◆ 本文:
<<<<

震災以降立ち上がった東北の団体のリーダーの元に、若手経営人材「右腕」を3年間で約200人派遣してきた「右腕派遣プログラム」。東北で活躍する「右腕」とリーダーのインタビューを紹介します。
2011年3月21日から宮城県石巻市で子どもたちの居場所・遊び場づくりに取り組むNPO法人にじいろクレヨン。代表の柴田滋紀さんが、震災当日からの約1年について綴った著書「にじいろクレヨンが描いた軌跡」の文中に、“絵を描くというのは、そこに立ち止まり、じっくりと対面する時間を持つということだ。”という一節があります。画家であり、剣道の先生でもある柴田さんは、誰かや何かが目の前に現れた時、自ずから相手と対峙する態度で在るように思います。そんな柴田さんに、右腕募集に際してお話を伺いました。【NPO法人にじいろクレヨン・柴田滋紀さん】
ー2011年3月11日当日、柴田さんは、主催するお絵かき教室「ゴコッカン」の準備中に被災、消防団として数日救助活動をサポートなさった後、避難していた石巻高校の避難所の一画で、にじいろクレヨンの前身となる「石巻こども避難所クラブ」を始められたとのこと。その頃のことを教えて下さい。

>>>>

◆ 提供資料:
<<<<

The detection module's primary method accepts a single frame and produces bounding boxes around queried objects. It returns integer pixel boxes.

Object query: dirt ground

>>>>

◆ 課題: にじいろクレヨンの紹介文から、「2011年3月21日から宮城」から「その頃のことを教えて下さい。」までを一字も変えずにすべて書き出せ。 にじいろクレヨンの紹介文だけを使って答えること。

◆ 解答例:
2011年3月21日から宮城県石巻市で子どもたちの居場所・遊び場づくりに取り組むNPO法人にじいろクレヨン。代表の柴田滋紀さんが、震災当日からの約1年について綴った著書「にじいろクレヨンが描いた軌跡」の文中に、“絵を描くというのは、そこに立ち止まり、じっくりと対面する時間を持つということだ。”という一節があります。画家であり、剣道の先生でもある柴田さんは、誰かや何かが目の前に現れた時、自ずから相手と対峙する態度で在るように思います。そんな柴田さんに、右腕募集に際してお話を伺いました。【NPO法人にじいろクレヨン・柴田滋紀さん】
ー2011年3月11日当日、柴田さんは、主催するお絵かき教室「ゴコッカン」の準備中に被災、消防団として数日救助活動をサポートなさった後、避難していた石巻高校の避難所の一画で、にじいろクレヨンの前身となる「石巻こども避難所クラブ」を始められたとのこと。その頃のことを教えて下さい。